→ **Exercise**
Starting with the line that holds "A formatted sample", reproduce each line through the last one of the data, exactly as written. Pictures are not copied.
═══ Task material
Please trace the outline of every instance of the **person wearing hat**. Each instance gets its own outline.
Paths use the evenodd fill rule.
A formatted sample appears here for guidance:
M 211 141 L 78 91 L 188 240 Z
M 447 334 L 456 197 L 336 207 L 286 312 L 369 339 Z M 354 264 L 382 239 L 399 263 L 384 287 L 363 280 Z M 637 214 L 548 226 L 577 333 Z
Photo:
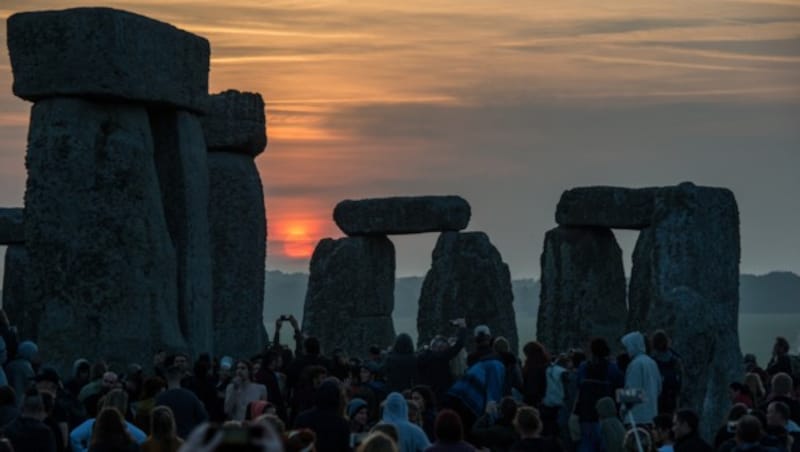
══════
→ **Exercise result**
A formatted sample appears here for guidance:
M 211 141 L 78 91 L 188 240 Z
M 447 334 L 456 197 L 336 207 L 286 312 L 369 339 Z M 354 264 L 382 239 L 399 263 L 384 287 L 363 280 Z M 637 214 L 548 226 L 577 333 Z
Photo:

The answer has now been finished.